▸ Passage
▼

Psychiatry. 2026 May 8:1-16. doi: 10.1080/00332747.2026.2660514. Online ahead of print.
ABSTRACT
OBJECTIVE: Social dysfunction and language abnormalities are core features of psychotic disorders that interfere with communication. Language studies in psychosis often utilize paradigms involving conversational exchange yet analyze only participant speech rather than understanding the broader participant-examiner discourse. Notably, humans naturally align their language to be more similar to their conversation partners during interaction-a process sometimes called language style matching (LSM). As individuals with psychosis face significant interpersonal challenges, understanding LSM in the context of social interaction is an important and unaddressed area of research.
METHODS: A total of 101 early psychosis-spectrum participants (early psychosis [EP;n = 24], high schizotypy [HS;n = 44], unaffected controls [UC;n = 33]) completed an audio-recorded social interaction task and an assessment of real-world social functioning. Transcribed speech from participant-examiner dyads underwent LSM analyses to assess interpersonal linguistic synchrony. Correlation and hierarchical regression analyses examined associations among LSM, performance on the social interaction task, and social functioning.

▲

▸ Listed entries
▼

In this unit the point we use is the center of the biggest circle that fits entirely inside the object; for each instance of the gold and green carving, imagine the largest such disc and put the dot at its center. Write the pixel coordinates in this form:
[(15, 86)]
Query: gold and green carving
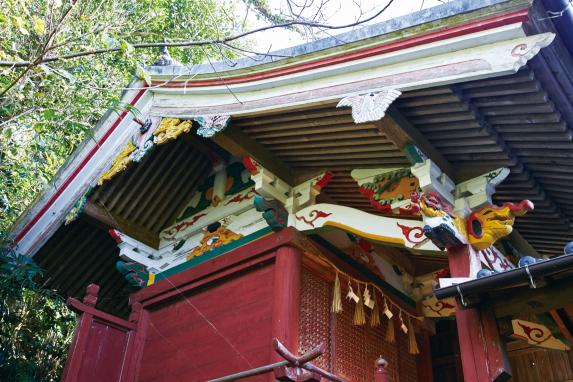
[(170, 128), (119, 164)]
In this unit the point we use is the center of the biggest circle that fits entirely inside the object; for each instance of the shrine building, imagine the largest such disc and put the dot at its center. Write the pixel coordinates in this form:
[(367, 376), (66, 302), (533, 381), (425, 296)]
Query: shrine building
[(389, 204)]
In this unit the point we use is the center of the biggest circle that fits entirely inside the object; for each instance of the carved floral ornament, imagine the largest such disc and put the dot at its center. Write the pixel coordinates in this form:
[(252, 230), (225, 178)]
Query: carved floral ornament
[(370, 106), (146, 138)]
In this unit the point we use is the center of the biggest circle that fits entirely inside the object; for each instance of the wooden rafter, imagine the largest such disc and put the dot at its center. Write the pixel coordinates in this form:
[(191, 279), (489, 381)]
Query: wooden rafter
[(105, 217), (241, 145), (401, 132)]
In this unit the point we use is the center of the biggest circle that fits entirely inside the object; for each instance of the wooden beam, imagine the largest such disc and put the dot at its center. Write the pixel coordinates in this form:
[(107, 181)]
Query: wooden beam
[(400, 131), (555, 295), (522, 245), (561, 325), (241, 145), (109, 220)]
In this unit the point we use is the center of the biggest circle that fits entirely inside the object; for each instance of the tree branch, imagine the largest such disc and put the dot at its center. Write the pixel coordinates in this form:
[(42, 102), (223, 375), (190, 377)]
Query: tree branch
[(223, 41)]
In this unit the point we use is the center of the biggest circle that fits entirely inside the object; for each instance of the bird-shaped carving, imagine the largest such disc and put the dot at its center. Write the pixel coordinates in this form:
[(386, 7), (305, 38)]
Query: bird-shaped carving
[(371, 106)]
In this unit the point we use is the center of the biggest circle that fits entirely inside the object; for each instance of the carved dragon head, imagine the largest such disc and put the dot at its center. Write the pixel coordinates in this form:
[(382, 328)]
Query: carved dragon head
[(491, 223), (432, 205)]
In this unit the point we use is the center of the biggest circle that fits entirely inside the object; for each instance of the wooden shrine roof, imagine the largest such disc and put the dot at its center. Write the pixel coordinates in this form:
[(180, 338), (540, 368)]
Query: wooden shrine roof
[(477, 126)]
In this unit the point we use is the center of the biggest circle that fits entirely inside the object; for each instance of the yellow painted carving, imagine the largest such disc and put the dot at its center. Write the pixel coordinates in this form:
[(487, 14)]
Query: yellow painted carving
[(432, 206), (170, 128), (537, 335), (212, 240), (119, 164), (491, 223), (434, 308)]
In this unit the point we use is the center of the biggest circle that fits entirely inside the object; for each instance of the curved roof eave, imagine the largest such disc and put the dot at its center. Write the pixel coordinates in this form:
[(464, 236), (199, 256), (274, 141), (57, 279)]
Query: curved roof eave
[(448, 14)]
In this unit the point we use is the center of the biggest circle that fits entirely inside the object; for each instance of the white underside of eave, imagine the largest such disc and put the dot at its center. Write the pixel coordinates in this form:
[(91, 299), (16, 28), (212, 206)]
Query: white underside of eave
[(479, 55)]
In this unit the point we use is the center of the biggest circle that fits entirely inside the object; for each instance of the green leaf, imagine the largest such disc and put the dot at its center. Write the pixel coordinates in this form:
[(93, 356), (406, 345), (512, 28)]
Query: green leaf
[(143, 74), (7, 132), (39, 25), (20, 23), (126, 47)]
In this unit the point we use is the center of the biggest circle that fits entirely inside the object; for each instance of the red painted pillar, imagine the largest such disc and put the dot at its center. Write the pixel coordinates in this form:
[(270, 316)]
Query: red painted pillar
[(381, 374), (135, 347), (424, 359), (80, 339), (482, 352), (286, 301)]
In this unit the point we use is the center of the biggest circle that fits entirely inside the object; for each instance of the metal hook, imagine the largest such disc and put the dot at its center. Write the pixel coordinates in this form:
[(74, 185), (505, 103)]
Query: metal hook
[(461, 296), (531, 282)]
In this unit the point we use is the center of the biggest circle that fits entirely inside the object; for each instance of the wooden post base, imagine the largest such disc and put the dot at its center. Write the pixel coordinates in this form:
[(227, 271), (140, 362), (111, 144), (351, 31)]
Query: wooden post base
[(483, 355)]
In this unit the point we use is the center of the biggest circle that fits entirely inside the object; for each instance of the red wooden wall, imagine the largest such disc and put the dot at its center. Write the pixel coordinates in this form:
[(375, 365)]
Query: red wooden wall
[(99, 348), (220, 317), (352, 350), (220, 329)]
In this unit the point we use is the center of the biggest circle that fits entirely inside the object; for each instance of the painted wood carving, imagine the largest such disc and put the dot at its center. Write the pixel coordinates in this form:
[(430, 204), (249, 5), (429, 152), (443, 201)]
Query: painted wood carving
[(273, 211), (489, 224), (392, 231), (464, 214), (169, 129), (136, 274), (227, 180), (388, 190), (143, 140), (215, 236), (536, 334), (119, 164), (212, 124), (371, 106), (434, 308)]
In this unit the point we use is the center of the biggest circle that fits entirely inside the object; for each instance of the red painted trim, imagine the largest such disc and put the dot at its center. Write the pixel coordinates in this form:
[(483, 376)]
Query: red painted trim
[(78, 306), (460, 30), (77, 170), (286, 299), (249, 254)]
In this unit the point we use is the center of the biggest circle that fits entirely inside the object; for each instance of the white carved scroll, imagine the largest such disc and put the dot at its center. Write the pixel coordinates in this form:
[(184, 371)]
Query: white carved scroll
[(370, 106)]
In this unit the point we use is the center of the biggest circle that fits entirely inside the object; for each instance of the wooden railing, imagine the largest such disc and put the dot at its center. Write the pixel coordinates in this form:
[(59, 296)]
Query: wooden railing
[(100, 345)]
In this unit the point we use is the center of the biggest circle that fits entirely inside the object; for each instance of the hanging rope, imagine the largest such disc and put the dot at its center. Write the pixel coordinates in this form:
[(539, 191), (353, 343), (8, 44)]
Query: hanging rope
[(361, 298)]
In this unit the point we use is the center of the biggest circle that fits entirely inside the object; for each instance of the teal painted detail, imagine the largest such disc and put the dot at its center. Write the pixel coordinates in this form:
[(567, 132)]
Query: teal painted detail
[(135, 274), (234, 171), (414, 154), (215, 252), (273, 211), (365, 271)]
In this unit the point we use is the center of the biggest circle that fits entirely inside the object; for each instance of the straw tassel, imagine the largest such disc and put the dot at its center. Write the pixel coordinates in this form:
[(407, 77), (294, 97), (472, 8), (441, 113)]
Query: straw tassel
[(359, 316), (336, 299), (412, 344), (375, 315), (390, 335)]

▲

▸ Your tasks
[1] Please list each participant group in the psychosis abstract, with its abbreviation and sample size.
[2] Write the next part of the psychosis abstract, starting right after its final sentence.

▸ Answers by item
[1]
- Early psychosis (EP), n = 24
- High schizotypy (HS), n = 44
- Unaffected controls (UC), n = 33

[2]
RESULTS: LSM was positively correlated with real-world social functioning and performance on the social task in EP and real-world social functioning in UC, but not HS. LSM further accounted for additional variance in social functioning, over-and-above performance on the social interaction task and relevant clinical and demographic variables (diagnostic status, age, sex).
CONCLUSIONS: These results provide preliminary evidence that LSM during interpersonal interaction is linked to social dysfunction. Critically, LSM may measure features of interaction and social outcomes that are not captured by standard assessments. Collectively, conversational exchange is a promising area for future work assessing social dysfunction in emerging adults across the early psychosis-spectrum.